**TASK ITEM**
Where a line of the records contains the word "query", show that line.

**RECORDS SUPPLIED**
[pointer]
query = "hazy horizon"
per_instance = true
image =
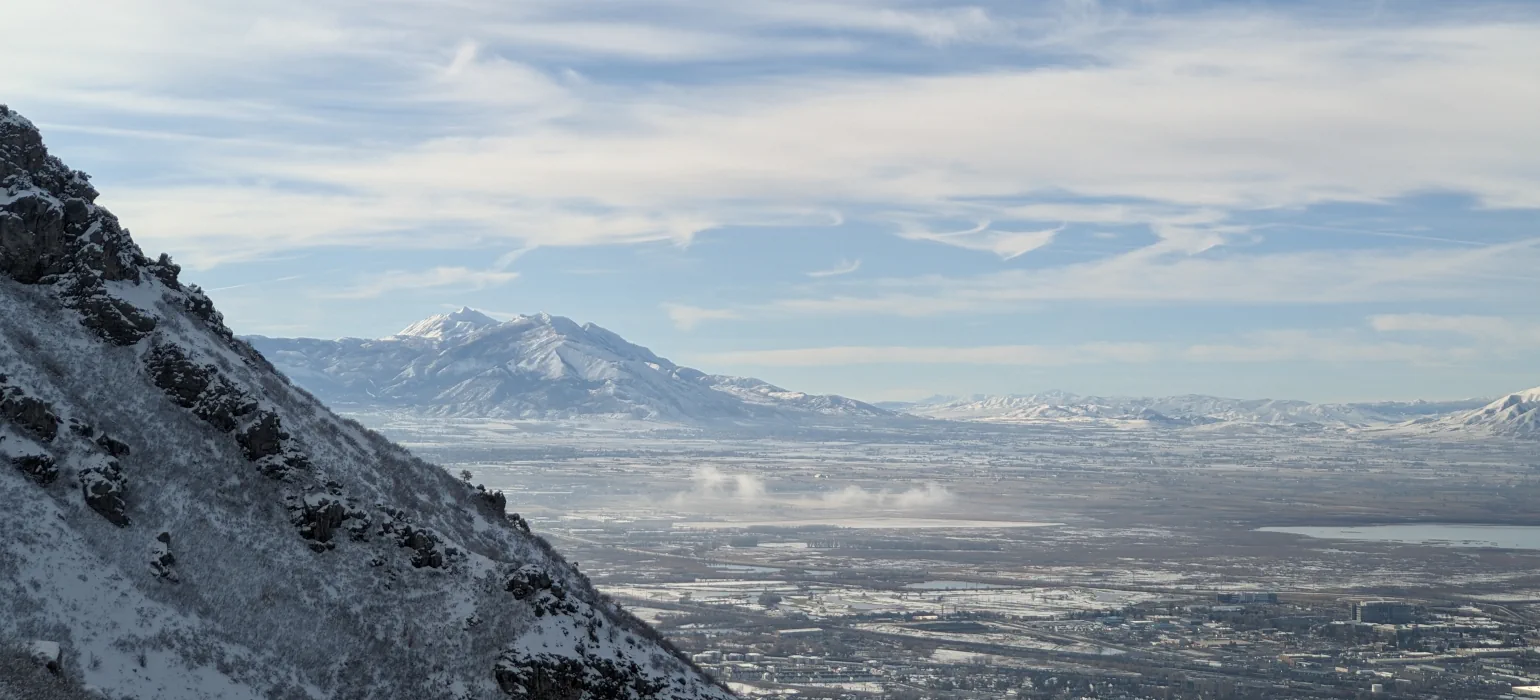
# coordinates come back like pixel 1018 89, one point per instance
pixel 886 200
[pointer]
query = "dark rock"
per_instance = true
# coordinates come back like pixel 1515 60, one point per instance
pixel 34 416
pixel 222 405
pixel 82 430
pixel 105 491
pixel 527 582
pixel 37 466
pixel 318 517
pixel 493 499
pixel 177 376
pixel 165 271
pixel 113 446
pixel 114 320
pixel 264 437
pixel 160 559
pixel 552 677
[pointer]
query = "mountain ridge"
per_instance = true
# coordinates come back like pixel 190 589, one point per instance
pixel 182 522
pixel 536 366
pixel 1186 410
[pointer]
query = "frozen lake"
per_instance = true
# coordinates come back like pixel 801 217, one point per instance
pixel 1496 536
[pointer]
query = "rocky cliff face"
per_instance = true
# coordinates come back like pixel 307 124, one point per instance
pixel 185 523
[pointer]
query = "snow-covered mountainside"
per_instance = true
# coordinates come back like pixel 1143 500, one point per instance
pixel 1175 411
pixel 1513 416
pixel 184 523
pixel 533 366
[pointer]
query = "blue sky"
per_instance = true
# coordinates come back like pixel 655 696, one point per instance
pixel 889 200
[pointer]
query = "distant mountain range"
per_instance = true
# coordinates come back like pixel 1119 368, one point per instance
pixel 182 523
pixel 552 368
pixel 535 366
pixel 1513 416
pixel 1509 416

...

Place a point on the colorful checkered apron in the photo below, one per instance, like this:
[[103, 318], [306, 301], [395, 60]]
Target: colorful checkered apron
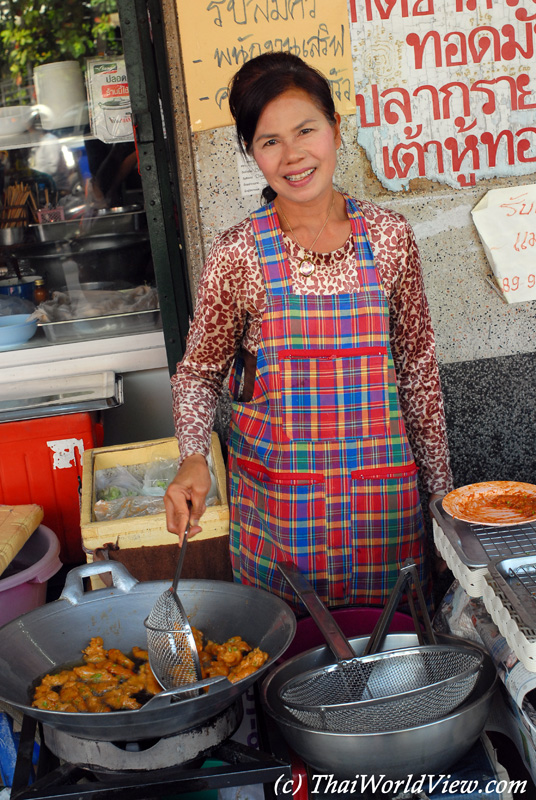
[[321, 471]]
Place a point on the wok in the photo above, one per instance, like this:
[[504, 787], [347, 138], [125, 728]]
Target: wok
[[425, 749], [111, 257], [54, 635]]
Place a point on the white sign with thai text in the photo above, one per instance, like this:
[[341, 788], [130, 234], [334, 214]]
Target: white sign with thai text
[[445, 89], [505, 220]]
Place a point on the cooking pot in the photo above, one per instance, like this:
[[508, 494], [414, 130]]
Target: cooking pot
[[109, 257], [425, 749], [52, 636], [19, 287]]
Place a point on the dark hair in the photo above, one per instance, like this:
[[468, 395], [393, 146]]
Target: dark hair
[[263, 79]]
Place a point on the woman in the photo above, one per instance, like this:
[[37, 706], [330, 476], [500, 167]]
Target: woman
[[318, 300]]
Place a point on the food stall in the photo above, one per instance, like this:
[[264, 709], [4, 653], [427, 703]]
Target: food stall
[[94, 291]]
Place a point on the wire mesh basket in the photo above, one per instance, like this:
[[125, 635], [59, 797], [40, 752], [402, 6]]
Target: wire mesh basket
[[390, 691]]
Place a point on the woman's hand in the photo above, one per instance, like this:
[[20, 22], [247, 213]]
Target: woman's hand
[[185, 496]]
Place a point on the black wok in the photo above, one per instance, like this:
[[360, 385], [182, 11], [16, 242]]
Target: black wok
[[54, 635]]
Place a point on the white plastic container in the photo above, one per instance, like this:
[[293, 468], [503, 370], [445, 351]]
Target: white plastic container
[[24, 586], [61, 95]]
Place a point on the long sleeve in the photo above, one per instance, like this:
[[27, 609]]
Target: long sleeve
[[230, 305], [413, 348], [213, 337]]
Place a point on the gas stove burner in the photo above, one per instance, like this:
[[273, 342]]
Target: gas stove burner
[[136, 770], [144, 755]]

**SOLUTION TO THIS PROBLEM**
query = "hazy horizon"
query = "dark rock"
query = "mountain ridge"
query = "frozen lake"
query = "rocky cliff face"
query = "snow-covered mountainside"
query = "blue sky"
query = "distant mountain range"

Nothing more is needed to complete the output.